## start
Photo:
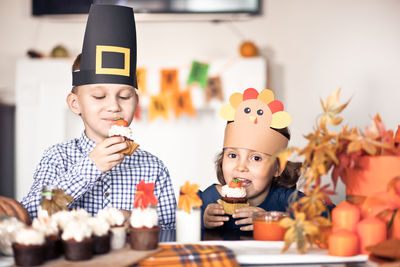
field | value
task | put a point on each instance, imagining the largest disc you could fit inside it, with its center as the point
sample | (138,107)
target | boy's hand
(247,214)
(106,153)
(213,216)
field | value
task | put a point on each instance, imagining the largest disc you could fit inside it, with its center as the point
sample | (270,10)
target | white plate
(269,252)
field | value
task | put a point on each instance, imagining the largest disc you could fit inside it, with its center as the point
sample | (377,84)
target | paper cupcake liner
(231,207)
(132,147)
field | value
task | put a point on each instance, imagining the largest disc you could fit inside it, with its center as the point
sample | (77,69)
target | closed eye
(257,158)
(232,155)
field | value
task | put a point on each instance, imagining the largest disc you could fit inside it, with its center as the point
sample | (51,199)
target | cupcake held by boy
(120,128)
(233,196)
(29,247)
(144,228)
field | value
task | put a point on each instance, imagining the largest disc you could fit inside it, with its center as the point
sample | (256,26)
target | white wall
(313,47)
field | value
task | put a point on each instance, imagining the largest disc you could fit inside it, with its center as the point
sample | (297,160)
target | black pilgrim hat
(109,47)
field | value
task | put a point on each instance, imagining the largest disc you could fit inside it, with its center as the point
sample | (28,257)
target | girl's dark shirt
(276,200)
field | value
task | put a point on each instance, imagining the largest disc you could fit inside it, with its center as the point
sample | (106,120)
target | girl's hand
(213,216)
(106,153)
(247,214)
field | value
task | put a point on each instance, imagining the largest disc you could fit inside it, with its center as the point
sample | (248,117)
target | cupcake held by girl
(246,168)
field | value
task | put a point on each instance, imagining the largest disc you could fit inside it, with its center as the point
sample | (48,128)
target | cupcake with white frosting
(233,196)
(62,218)
(144,228)
(120,128)
(29,248)
(101,235)
(115,218)
(48,226)
(77,240)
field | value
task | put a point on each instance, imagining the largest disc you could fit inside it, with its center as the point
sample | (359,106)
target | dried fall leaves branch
(327,151)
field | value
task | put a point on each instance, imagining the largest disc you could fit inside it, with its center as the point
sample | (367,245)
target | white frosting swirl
(100,227)
(144,218)
(9,227)
(233,192)
(113,216)
(29,237)
(62,218)
(47,226)
(120,130)
(77,230)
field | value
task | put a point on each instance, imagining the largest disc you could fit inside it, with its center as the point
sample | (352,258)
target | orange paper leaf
(188,197)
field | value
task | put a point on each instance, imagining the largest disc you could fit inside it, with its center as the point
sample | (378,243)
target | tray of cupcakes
(59,237)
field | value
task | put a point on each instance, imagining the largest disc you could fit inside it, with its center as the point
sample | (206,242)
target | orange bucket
(372,175)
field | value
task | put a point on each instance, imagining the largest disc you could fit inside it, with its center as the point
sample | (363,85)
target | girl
(250,141)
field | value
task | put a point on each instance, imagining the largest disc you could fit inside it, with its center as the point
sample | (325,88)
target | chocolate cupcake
(115,219)
(101,235)
(144,229)
(120,128)
(233,196)
(77,241)
(29,248)
(49,228)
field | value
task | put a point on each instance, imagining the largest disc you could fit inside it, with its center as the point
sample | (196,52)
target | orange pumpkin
(394,231)
(13,208)
(248,49)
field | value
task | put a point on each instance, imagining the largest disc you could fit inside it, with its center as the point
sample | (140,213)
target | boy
(92,168)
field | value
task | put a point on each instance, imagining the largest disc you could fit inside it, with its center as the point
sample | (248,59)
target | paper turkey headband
(253,115)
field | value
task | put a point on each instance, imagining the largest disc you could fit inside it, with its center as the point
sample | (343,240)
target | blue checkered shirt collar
(85,144)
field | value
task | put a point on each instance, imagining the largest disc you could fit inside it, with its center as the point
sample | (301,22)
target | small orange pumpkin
(248,49)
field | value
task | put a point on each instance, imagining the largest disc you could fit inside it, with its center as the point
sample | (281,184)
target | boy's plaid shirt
(69,166)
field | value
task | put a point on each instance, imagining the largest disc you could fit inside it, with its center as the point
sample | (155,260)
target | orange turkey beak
(253,119)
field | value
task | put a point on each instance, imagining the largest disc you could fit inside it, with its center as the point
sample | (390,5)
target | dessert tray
(122,257)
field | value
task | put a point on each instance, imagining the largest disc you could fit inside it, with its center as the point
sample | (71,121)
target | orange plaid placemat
(191,255)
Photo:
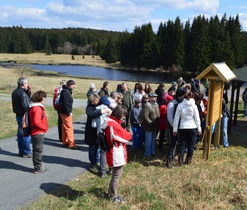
## end
* Stated problem
Please find each line in the records above that contains the word "girl" and copy every one of those lines in full.

* Answer to the problem
target | girl's dark shirt
target | girl's hand
target | cupcake held by girl
target | girl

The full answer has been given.